• _Extrait_

==*==

Quand les noms de rue font débat

« Quand le cœur d’un grand homme cesse de battre, on donne son nom à une artère » Pierre Daninos

Les rues portent souvent le nom de personnalités admirées et qui ont marqué leur époque. Mais que se passe-t-il lorsque dans le récit de ces figures apparaissent au fil du temps des zones d’ombre, lorsque certains actes considérés comme admirables ou glorieux hier, ne peuvent plus l’être aujourd’hui ? Faut-il repenser la façon dont nous baptisons nos rues ?

 



Par Jean-Paul Briand.


Les odonymes sont les noms que l’on donne aux rues, avenues, impasses, places et boulevards permettant leur repérage dans l’espace. Au-delà de cette vocation fonctionnelle, dénommer une rue est un acte porteur de sens qui se réfère aux récits dominants dans l’actualité de l’époque et qui contribue à façonner la mémoire collective. 

D’une logique fonctionnelle à un acte commémoratif et mémoriel

Depuis la loi 3DS, les maires et les conseils municipaux décident des odonymes. C’est souvent la mémoire individuelle des décideurs qui fixe ce que sera la mémoire collective dans l’espace public. Le nom choisi peut alors servir à légitimer une idéologie ou un groupe social. Il fut un temps où le nom des rues privilégiait l’aspect descriptif initié par les usagers eux-mêmes (rue de l’Eglise, place du marché, rue creuse) ou faisait référence à des valeurs symboliques (avenue de la République, place de la Liberté, …). Aujourd’hui le choix des odonymes s’oriente vers le nom de glorieux héros, de personnes méritantes ou bienfaitrices qui ont marqué leur temps et à qui les autorités technico-politiques en place veulent rendre hommage. D’une logique fonctionnelle, on est passé à un acte commémoratif et mémoriel.

Rendre plus visibles les femmes dans l’espace public

Le choix du nom d’une rue exprime des réalités politiques, culturelles ou sociologiques devenues parfois dérangeantes et contestables. « Un Homme sur deux est une femme » mais seuls 6 % des odonymes portent le nom d’une femme d’après le géographe Jean Rieucau. C’est sans doute que les choix se sont longtemps portés sur des « mâles héroïques » ou des célébrités masculines. Dans le cadre du plan égalité de la ville de Tours, la collectivité s’emploie à rendre plus visibles les femmes dans l’espace public. En mars 2022 une consultation « La rue est aussi à nous » a été lancée auprès des habitants et habitantes afin de proposer des noms de femmes pour les lieux publics. 54 voies et lieux publics ont mis à l’honneur des femmes illustres grâce à cette initiative renouvelée du 4 novembre au 20 décembre 2024. Une démarche similaire mise en œuvre également à Bourges où la ville multiplie les changements de noms de rues et bâtiments. Une volonté de féminisation de l’espace public intensifiée notamment avec la désignation de Bourges comme capitale européenne de la Culture 2028.

==*==

• _Données fournies_
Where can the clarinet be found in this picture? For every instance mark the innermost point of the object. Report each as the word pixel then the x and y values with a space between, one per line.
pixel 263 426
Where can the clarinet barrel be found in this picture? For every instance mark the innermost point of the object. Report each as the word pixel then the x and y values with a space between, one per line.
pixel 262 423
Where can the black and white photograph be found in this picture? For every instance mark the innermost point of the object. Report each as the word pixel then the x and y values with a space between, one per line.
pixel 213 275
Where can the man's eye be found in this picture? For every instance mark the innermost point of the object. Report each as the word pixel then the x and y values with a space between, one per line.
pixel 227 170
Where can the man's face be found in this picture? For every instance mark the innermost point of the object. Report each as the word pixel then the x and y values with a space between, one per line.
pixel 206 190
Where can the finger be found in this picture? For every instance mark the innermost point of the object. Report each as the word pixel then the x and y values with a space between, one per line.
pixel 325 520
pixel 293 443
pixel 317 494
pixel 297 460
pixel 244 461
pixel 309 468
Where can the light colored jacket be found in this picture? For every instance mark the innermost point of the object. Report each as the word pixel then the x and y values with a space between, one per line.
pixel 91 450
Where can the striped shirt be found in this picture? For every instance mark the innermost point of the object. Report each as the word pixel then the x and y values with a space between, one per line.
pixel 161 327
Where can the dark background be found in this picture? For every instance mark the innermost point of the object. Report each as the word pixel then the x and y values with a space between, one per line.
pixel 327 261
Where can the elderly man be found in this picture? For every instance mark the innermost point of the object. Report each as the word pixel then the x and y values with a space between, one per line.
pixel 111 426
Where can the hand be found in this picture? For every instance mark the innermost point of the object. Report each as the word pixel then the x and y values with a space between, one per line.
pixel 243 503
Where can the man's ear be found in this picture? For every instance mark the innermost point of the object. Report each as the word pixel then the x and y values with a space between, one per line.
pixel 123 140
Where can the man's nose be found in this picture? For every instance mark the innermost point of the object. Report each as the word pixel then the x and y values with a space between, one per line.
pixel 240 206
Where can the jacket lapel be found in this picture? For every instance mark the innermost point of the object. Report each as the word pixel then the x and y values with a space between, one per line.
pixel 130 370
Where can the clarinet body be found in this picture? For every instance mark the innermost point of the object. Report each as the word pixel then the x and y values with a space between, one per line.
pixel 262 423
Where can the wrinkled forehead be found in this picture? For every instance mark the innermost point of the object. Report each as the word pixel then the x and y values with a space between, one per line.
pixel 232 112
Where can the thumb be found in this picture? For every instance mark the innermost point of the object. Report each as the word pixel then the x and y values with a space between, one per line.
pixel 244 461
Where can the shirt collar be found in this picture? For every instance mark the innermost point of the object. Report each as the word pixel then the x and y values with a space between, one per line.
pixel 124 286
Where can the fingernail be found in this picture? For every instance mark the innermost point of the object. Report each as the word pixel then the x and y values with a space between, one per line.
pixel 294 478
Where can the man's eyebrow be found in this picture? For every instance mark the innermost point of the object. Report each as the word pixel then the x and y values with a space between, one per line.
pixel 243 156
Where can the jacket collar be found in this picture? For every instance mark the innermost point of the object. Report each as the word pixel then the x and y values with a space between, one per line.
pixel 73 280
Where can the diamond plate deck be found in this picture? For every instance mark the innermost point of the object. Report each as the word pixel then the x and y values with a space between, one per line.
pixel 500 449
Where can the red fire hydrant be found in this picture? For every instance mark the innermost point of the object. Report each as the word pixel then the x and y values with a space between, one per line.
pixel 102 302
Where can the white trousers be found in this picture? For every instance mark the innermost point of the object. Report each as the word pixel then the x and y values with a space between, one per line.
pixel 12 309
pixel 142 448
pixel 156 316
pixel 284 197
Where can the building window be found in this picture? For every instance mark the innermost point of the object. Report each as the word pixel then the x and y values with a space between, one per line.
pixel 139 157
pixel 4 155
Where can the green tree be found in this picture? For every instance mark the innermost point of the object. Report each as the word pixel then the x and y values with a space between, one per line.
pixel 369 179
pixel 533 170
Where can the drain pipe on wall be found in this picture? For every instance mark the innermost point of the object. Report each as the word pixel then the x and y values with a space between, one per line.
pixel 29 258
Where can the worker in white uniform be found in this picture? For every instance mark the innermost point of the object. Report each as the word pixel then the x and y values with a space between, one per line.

==*==

• _Consignes_
1 – D'après le texte sur les noms de rue, quelle part des odonymes porte le nom d'une femme ?
2 – Dressez la liste des types de voies que le texte sur les noms de rue cite dans sa définition des odonymes.
3 – Reprenez le texte sur les noms de rue à la suite de sa dernière phrase et poursuivez-le.

• _Réponses rédigées_
1 – Seuls 6 % des odonymes portent le nom d'une femme, d'après le géographe Jean Rieucau.

2 – Rues, avenues, impasses, places, boulevards.

3 –
La pérennité de noms de rues peut être mise à l’épreuve

Beaucoup des personnages illustres choisis sont décédés depuis longtemps et leurs actions, bonnes ou mauvaises, sont oubliées. Néanmoins certains choix anciens témoignent de conflits mémoriaux profonds et douloureux non encore résolus. À la grande époque coloniale française, de nombreux noms rendent hommage à des personnalités aux agissements terribles. Aujourd’hui leurs illustres faits sont devenus des forfaits. Dans beaucoup de cités, il existe une rue Bugeaud, cet ancien gouverneur de l’Algérie de la période coloniale, célèbre pour ses mortelles « emfumades ». Plus récemment, le conseil municipal de Toul (en Meurthe-et-Moselle) a dû ériger en catimini une statue du général Marcel Bigeard, grand résistant et héros malheureux de la bataille de Diên Biên Phu, accusé d’avoir pratiqué la torture pendant la guerre d’Algérie. La Ligue des droits de l’homme (LDH) désapprouve ce monument et estime que ce personnage symbolise les « pires méthodes d’interrogatoires des prisonniers vietnamiens et algériens ». 

La pérennité de noms de rues peut être mise à l’épreuve face à des révélations qui font d’un personnage exemplaire un être aux agissements douteux. Il en est ainsi pour l’Abbé Pierre. Suite à des accusations d’agressions sexuelles portées à son encontre, une campagne est en route afin de débaptiser les rues, places ou autres monuments à son nom. Après avoir été glorifié il risque d’être condamné, comme dans la Rome antique, à la « damnatio memoriae » et banni de la mémoire collective.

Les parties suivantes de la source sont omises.